- WORK REQUIRED -
Locate the string "positive" throughout the material and copy every line in which it occurs.
*** PROVIDED DATA ***
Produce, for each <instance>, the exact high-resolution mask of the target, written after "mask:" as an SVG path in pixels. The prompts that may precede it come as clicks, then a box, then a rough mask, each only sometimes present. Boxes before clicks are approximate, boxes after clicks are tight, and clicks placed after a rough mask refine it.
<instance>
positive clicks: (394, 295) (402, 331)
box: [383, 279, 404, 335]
*** End of PROVIDED DATA ***
*** PROVIDED DATA ***
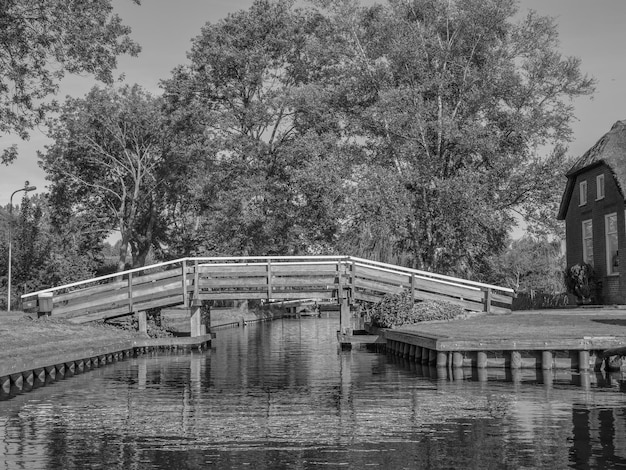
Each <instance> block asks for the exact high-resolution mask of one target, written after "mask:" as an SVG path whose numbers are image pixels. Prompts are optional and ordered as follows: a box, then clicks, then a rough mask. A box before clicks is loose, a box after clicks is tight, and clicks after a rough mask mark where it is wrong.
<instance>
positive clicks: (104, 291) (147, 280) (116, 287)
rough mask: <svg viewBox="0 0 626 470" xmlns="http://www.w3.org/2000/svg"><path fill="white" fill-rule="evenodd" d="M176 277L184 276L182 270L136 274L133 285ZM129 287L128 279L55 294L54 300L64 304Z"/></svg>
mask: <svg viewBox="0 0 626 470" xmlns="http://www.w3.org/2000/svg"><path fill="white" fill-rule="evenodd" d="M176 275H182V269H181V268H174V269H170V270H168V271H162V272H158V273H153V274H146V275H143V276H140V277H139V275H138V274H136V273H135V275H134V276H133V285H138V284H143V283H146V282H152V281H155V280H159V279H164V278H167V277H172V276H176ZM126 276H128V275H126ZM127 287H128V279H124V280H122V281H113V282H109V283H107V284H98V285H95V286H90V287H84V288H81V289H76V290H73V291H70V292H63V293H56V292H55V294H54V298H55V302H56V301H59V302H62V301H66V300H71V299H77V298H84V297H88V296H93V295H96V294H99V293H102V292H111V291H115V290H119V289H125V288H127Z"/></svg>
*** End of PROVIDED DATA ***
- EXERCISE RESULT -
positive clicks: (394, 295) (402, 331)
positive clicks: (104, 291) (147, 280) (116, 287)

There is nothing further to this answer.